● Task brief
Format each line of the material below as a Markdown table with the columns Row and Line, numbering the rows and skipping blank lines. Leave the pictures out.

● Data in this exercise
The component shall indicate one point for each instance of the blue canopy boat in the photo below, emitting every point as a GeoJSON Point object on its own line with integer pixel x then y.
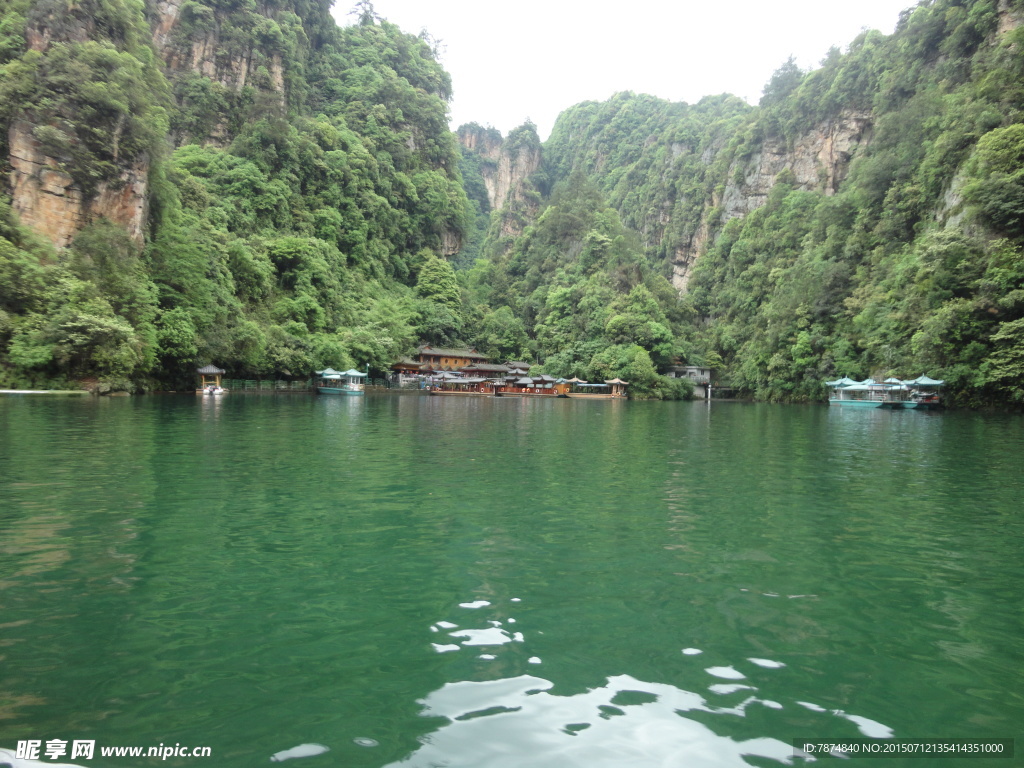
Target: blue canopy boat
{"type": "Point", "coordinates": [891, 393]}
{"type": "Point", "coordinates": [330, 381]}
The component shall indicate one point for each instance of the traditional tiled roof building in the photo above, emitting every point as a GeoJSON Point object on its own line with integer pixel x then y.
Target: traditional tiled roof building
{"type": "Point", "coordinates": [440, 358]}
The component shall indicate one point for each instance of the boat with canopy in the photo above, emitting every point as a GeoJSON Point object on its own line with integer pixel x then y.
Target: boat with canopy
{"type": "Point", "coordinates": [891, 393]}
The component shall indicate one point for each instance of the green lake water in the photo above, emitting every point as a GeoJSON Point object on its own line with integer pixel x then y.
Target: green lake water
{"type": "Point", "coordinates": [505, 583]}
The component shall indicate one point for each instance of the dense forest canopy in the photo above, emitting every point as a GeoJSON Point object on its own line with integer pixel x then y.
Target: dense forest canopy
{"type": "Point", "coordinates": [256, 186]}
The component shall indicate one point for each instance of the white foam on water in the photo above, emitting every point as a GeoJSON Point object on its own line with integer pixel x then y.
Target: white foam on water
{"type": "Point", "coordinates": [767, 664]}
{"type": "Point", "coordinates": [302, 751]}
{"type": "Point", "coordinates": [725, 672]}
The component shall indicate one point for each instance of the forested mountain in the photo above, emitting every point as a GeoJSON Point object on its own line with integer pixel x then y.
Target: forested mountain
{"type": "Point", "coordinates": [251, 184]}
{"type": "Point", "coordinates": [864, 219]}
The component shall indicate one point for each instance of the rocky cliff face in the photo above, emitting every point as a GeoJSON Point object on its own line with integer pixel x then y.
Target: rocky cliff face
{"type": "Point", "coordinates": [43, 194]}
{"type": "Point", "coordinates": [50, 203]}
{"type": "Point", "coordinates": [505, 165]}
{"type": "Point", "coordinates": [46, 197]}
{"type": "Point", "coordinates": [819, 160]}
{"type": "Point", "coordinates": [205, 52]}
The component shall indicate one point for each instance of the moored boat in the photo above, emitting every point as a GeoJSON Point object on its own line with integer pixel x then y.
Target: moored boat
{"type": "Point", "coordinates": [464, 387]}
{"type": "Point", "coordinates": [609, 390]}
{"type": "Point", "coordinates": [892, 393]}
{"type": "Point", "coordinates": [210, 383]}
{"type": "Point", "coordinates": [330, 381]}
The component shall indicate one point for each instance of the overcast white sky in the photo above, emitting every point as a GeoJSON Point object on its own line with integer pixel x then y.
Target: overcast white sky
{"type": "Point", "coordinates": [532, 58]}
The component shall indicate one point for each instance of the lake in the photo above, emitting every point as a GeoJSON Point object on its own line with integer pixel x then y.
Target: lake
{"type": "Point", "coordinates": [505, 583]}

● Final answer
| Row | Line |
|---|---|
| 1 | The component shall indicate one point for each instance of the blue canopy boat in the photo below, emitting every point as a GeoJSON Point object on its own line with integer pixel x then y. |
| 2 | Target: blue canopy boat |
| 3 | {"type": "Point", "coordinates": [891, 393]} |
| 4 | {"type": "Point", "coordinates": [330, 381]} |
| 5 | The component shall indicate one point for each instance of the traditional tiled roof building in the photo above, emitting every point as a GeoJSON Point object on its own line with integer pixel x then y. |
| 6 | Target: traditional tiled roof building |
| 7 | {"type": "Point", "coordinates": [440, 358]} |
| 8 | The component shall indicate one point for each instance of the boat with canopy in the photo above, emitting every point as a GeoJSON Point object on its own line with integer pixel x then y. |
| 9 | Target: boat with canopy |
| 10 | {"type": "Point", "coordinates": [891, 393]} |
| 11 | The component shall indicate one point for each instance of the green lake water in the photo above, emitting every point as a GeoJSON Point object on its own line with integer pixel x then y. |
| 12 | Target: green lake water |
| 13 | {"type": "Point", "coordinates": [505, 583]} |
| 14 | The component shall indicate one point for each instance of the dense forest canopy in the photo above, emitting every point as a GeoJSON Point object on its own line with integer pixel x then y. |
| 15 | Target: dense forest canopy |
| 16 | {"type": "Point", "coordinates": [256, 186]} |
| 17 | The component shall indicate one point for each instance of the white foam on water in the photo above, emitting every point as a GeoJSON Point object on its own line with integer pixel x then y. |
| 18 | Target: white foam on water |
| 19 | {"type": "Point", "coordinates": [767, 664]} |
| 20 | {"type": "Point", "coordinates": [302, 751]} |
| 21 | {"type": "Point", "coordinates": [725, 672]} |
| 22 | The component shall indicate one point for each instance of the forested mountain in the photo above, emitting every point as a GeoJSON Point object on its own line with integer pixel x then y. |
| 23 | Target: forested mountain |
| 24 | {"type": "Point", "coordinates": [251, 184]} |
| 25 | {"type": "Point", "coordinates": [864, 219]} |
| 26 | The component shall indicate one point for each instance of the rocky cliff face in the photo above, emitting every point as a GeoJSON Point object on its own line with integer pixel x then y. |
| 27 | Target: rocky cliff face |
| 28 | {"type": "Point", "coordinates": [43, 194]} |
| 29 | {"type": "Point", "coordinates": [50, 203]} |
| 30 | {"type": "Point", "coordinates": [505, 165]} |
| 31 | {"type": "Point", "coordinates": [46, 197]} |
| 32 | {"type": "Point", "coordinates": [819, 160]} |
| 33 | {"type": "Point", "coordinates": [205, 52]} |
| 34 | The component shall indicate one point for each instance of the moored boat in the photo above, emitting every point as a GeoJSON Point object on its own line with integer pixel x then y. |
| 35 | Target: moored boat |
| 36 | {"type": "Point", "coordinates": [464, 387]} |
| 37 | {"type": "Point", "coordinates": [609, 390]} |
| 38 | {"type": "Point", "coordinates": [892, 393]} |
| 39 | {"type": "Point", "coordinates": [210, 383]} |
| 40 | {"type": "Point", "coordinates": [330, 381]} |
| 41 | The component shall indicate one point for each instance of the overcast white sky in the photo above, emitting every point as a GeoJSON Point object on its own line with integer pixel x then y. |
| 42 | Target: overcast white sky |
| 43 | {"type": "Point", "coordinates": [532, 58]} |
| 44 | The component shall indicate one point for each instance of the lake in the photo above, emitting every point as a GeoJSON Point object on its own line with integer pixel x then y. |
| 45 | Target: lake |
| 46 | {"type": "Point", "coordinates": [505, 583]} |